> Problem to work on
Please reproduce all of the data below, line for line, without changing a single character.
* Start Given entries *
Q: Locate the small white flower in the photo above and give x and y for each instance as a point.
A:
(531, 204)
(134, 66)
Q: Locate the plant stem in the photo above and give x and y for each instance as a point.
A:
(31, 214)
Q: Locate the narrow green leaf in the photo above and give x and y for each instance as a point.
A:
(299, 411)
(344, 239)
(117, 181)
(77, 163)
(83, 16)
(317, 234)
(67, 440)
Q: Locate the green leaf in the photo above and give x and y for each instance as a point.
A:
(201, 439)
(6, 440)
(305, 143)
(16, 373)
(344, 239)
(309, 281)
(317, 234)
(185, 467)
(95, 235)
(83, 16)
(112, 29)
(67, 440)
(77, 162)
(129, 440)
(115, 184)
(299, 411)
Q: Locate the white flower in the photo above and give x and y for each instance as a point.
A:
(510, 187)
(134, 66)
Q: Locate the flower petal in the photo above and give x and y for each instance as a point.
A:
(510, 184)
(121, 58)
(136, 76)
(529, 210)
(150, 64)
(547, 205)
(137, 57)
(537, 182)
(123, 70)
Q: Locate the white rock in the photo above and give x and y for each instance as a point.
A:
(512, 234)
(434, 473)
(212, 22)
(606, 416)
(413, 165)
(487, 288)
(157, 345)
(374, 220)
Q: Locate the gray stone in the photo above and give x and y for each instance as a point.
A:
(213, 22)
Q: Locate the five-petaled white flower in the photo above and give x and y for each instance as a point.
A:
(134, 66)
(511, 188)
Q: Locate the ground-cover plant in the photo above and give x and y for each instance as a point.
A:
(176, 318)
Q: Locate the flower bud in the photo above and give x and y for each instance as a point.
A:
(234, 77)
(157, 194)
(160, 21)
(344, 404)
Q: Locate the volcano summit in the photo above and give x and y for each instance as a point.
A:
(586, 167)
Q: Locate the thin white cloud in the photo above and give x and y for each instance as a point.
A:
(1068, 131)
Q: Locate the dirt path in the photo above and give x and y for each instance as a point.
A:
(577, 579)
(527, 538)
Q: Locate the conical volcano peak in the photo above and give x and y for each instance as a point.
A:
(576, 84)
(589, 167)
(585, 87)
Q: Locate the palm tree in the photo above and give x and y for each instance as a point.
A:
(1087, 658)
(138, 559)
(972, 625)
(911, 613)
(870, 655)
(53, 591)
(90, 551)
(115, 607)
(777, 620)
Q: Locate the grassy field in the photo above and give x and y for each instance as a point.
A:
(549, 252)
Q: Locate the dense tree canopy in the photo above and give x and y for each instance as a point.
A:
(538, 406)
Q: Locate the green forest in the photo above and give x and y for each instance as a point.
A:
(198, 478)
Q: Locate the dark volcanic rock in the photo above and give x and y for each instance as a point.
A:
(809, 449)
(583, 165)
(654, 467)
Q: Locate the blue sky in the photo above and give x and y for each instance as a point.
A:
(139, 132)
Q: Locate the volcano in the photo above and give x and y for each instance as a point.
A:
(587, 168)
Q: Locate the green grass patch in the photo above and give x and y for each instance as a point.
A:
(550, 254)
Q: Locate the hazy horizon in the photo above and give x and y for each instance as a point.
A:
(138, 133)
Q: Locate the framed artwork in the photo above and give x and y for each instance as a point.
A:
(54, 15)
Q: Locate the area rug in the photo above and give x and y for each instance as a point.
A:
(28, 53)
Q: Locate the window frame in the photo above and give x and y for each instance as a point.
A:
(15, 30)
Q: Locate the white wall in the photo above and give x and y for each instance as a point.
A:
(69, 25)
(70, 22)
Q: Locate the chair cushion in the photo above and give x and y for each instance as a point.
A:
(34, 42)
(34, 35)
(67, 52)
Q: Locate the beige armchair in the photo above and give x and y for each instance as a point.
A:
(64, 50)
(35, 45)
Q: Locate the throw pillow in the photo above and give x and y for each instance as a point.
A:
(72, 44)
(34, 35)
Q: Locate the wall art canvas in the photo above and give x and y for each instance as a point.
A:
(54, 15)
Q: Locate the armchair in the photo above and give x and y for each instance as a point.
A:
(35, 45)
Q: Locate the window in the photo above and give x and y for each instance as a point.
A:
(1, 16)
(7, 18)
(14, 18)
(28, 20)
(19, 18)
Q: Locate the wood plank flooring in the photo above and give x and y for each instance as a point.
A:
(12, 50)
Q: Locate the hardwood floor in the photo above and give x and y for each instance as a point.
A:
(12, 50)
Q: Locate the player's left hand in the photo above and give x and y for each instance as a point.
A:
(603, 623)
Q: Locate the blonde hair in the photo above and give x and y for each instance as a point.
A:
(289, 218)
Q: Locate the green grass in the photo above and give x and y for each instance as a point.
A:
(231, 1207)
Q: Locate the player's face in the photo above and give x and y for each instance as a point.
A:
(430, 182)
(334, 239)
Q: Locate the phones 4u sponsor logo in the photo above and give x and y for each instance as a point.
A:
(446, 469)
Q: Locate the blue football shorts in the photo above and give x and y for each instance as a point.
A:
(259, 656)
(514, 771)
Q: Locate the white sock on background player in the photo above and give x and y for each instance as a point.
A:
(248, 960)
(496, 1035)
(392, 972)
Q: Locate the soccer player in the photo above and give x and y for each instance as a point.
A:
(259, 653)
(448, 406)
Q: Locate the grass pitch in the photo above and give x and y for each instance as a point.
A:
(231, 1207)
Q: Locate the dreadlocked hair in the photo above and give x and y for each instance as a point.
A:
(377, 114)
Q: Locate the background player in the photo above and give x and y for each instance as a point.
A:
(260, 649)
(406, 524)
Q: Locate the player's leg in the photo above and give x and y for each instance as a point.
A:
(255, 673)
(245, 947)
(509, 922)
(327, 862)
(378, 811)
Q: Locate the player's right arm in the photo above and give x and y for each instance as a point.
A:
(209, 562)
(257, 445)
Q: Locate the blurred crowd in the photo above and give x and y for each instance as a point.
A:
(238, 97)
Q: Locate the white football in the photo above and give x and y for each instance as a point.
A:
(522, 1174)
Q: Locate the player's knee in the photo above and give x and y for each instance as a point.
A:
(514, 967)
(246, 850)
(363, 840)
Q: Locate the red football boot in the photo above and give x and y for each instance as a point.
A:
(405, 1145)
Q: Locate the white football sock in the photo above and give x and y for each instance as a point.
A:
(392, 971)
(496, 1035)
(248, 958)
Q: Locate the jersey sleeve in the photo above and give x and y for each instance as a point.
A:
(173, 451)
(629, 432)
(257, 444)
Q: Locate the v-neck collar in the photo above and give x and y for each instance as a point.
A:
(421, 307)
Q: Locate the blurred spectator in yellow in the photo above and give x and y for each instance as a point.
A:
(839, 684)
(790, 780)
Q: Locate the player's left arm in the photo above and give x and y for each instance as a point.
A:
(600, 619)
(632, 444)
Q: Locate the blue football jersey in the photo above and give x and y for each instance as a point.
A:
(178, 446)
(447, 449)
* End Given entries *
> Answer for the task
Q: Locate the small white flower in the photo above and give x and y for each instance as a point.
A:
(531, 204)
(134, 66)
Q: Locate the plant stem in the photo above and give x and y for each instance as a point.
A:
(31, 214)
Q: Locate the narrow green leaf in the photo above and give x and y for each instance as a point.
A:
(299, 411)
(344, 239)
(117, 181)
(77, 163)
(83, 16)
(317, 234)
(67, 440)
Q: Locate the green leaf in the photo above and give x and y for each instance as a point.
A:
(201, 439)
(6, 440)
(305, 143)
(16, 373)
(344, 239)
(309, 281)
(317, 234)
(185, 467)
(95, 235)
(83, 16)
(112, 29)
(67, 440)
(77, 162)
(129, 440)
(115, 184)
(299, 411)
Q: Locate the white flower in the photo above and give x and y for each instance as a point.
A:
(510, 187)
(134, 66)
Q: Locate the flower petal in the photo above and give x and y for each instance as a point.
A:
(510, 184)
(121, 58)
(136, 76)
(529, 210)
(150, 64)
(547, 205)
(137, 57)
(537, 182)
(123, 70)
Q: Locate the white rock in the photo above and give x and y for each instance as a point.
A:
(512, 234)
(434, 473)
(212, 22)
(606, 416)
(413, 165)
(487, 288)
(157, 345)
(374, 220)
Q: Locate the gray stone in the photo above and give x and y for each instance as a point.
A:
(213, 22)
Q: Locate the five-petaled white flower in the photo above and give x and y for each instance as a point.
A:
(134, 66)
(511, 188)
Q: Locate the ground-cover plant in the photo above and give x and y for each instance as a point.
A:
(176, 318)
Q: Locate the flower bud in the photo above and give x and y for each instance as a point.
A:
(234, 77)
(157, 194)
(160, 21)
(344, 404)
Q: Locate the volcano summit in the photo above and give x and y for each instance as a point.
A:
(586, 167)
Q: Locate the thin white cloud in the photo above and give x and y for each instance as a point.
A:
(1068, 131)
Q: Locate the dirt path in the photo above and give x and y for each instance as a point.
A:
(577, 579)
(527, 538)
Q: Locate the conical volcano peak in the photo above and give x and y for each instance as a point.
A:
(576, 84)
(589, 167)
(585, 87)
Q: Locate the palm tree in the photo above and give x and y for each instance as a point.
A:
(1087, 658)
(138, 559)
(972, 625)
(911, 613)
(870, 655)
(53, 591)
(90, 551)
(115, 607)
(777, 620)
Q: Locate the grassy field in the photo above and give x and y for each instance as a point.
A:
(549, 252)
Q: Locate the dense tree canopy in the photo above and give x and y for each instance as a point.
A:
(538, 406)
Q: Locate the green forest in the photo above and give x and y for each instance as a point.
A:
(198, 478)
Q: Locate the dark volcanic rock in the photo above and give x and y for each instance as a point.
A:
(809, 449)
(583, 165)
(654, 467)
Q: Locate the blue sky in the photo above and give x and y for each instance as a point.
A:
(139, 132)
Q: Locate the volcano in the photo above and give x and y for each instance as a point.
A:
(587, 168)
Q: Locate the green grass patch in the photo above and give x and y for each instance as a point.
A:
(550, 254)
Q: Locate the hazy horizon in the photo above and give x and y for each instance as a point.
A:
(138, 133)
Q: Locate the framed artwork in the photo above and give x and y for each instance as a point.
A:
(54, 15)
Q: Locate the area rug in the photo above and give x and y for each instance as a point.
A:
(28, 53)
Q: Locate the window frame in the photo above and give x and y for each instance as a point.
A:
(15, 30)
Q: Locate the white wall in the photo above and give x and y for each instance as a point.
A:
(69, 25)
(70, 22)
Q: Locate the chair cushion in the photo above and give x and y for each instance as a point.
A:
(34, 42)
(34, 35)
(67, 52)
Q: Locate the beige armchair in the photo above and give x and y for each instance as a point.
A:
(64, 50)
(35, 45)
Q: Locate the throw pillow in the photo above and give x and y for each instance as a point.
A:
(72, 44)
(34, 35)
Q: Locate the wall art canvas in the photo above and give x and y for each instance as a point.
A:
(54, 15)
Q: Locate the armchair in the photo above and give x and y for each instance as a point.
A:
(35, 45)
Q: Locate the window in the photo above and give x and y for each instance as a point.
A:
(1, 16)
(7, 18)
(14, 18)
(28, 20)
(19, 18)
Q: Locate the wood plank flooring in the photo above and give x and y for each instance as a point.
A:
(12, 50)
Q: Locate the hardwood floor in the photo above and give x and y for each instance as a point.
A:
(12, 50)
Q: Locate the player's left hand in the photo above and give x and y for each instance as a point.
A:
(603, 623)
Q: Locate the blonde hair in the photo above and give x and y for each instance as a point.
A:
(289, 218)
Q: Locate the green grass in the photo above and give x and y for each instance as a point.
A:
(231, 1207)
Q: Locate the player's face in the photo above and give x and y for each instance as a point.
A:
(430, 182)
(334, 239)
Q: Locate the phones 4u sponsor logo in the photo above and give x and y for each instance as a point.
A:
(446, 469)
Q: Locate the blue football shorts in the photo above and give x and y for each instance as a point.
A:
(259, 656)
(514, 771)
Q: Locate the white sock on background player in the photo above and give x and y for each instance as a point.
A:
(248, 960)
(496, 1035)
(392, 972)
Q: Locate the soccer player in the photo above and give x and y for each instance as a point.
A:
(259, 653)
(448, 406)
Q: Locate the grass pitch in the photo above and give x and y for each instance as a point.
A:
(231, 1207)
Q: Locate the dreadlocked hair in the photo above and give x and y for each instance as a point.
A:
(377, 114)
Q: Locate the background player in the photo above and give x and y for each instance as a point.
A:
(260, 649)
(406, 524)
Q: Locate the player's leg in the photo above and give x and y for each instance as a point.
A:
(255, 673)
(245, 947)
(509, 922)
(327, 862)
(378, 811)
Q: Locate the player's right arm in the photo above and give x and y for each instance as a point.
A:
(209, 562)
(257, 445)
Q: Locate the blurred crowd in the photo above and give x and y for each instance as a point.
A:
(238, 97)
Q: Locate the white football in the photo above and give x and y for each instance as a point.
A:
(522, 1174)
Q: Locate the player's knee in the photo above and give x and y for each instance as a point.
A:
(514, 967)
(246, 850)
(363, 840)
Q: Locate the red football boot in the photo above and give x and y for each instance as a point.
A:
(405, 1145)
Q: Locate the white football sock in the photo above and give x and y for each instance as a point.
A:
(392, 971)
(496, 1035)
(248, 958)
Q: Locate the jersey sleeve in the photo above and give x and y for each instance as a point.
A:
(173, 451)
(629, 432)
(257, 444)
Q: Locate the v-neck collar in the photo above and give x and y for each instance as a point.
A:
(421, 307)
Q: Locate the blurred spectator in yellow in the photo above and give x and y for each instance as a point.
A:
(839, 684)
(790, 780)
Q: Locate the player's left arm in the photo above and give x and y for each instance as a point.
A:
(600, 619)
(632, 444)
Q: Locate the blue football jersey in the photo above and give x and y for each instance as a point.
A:
(178, 446)
(447, 449)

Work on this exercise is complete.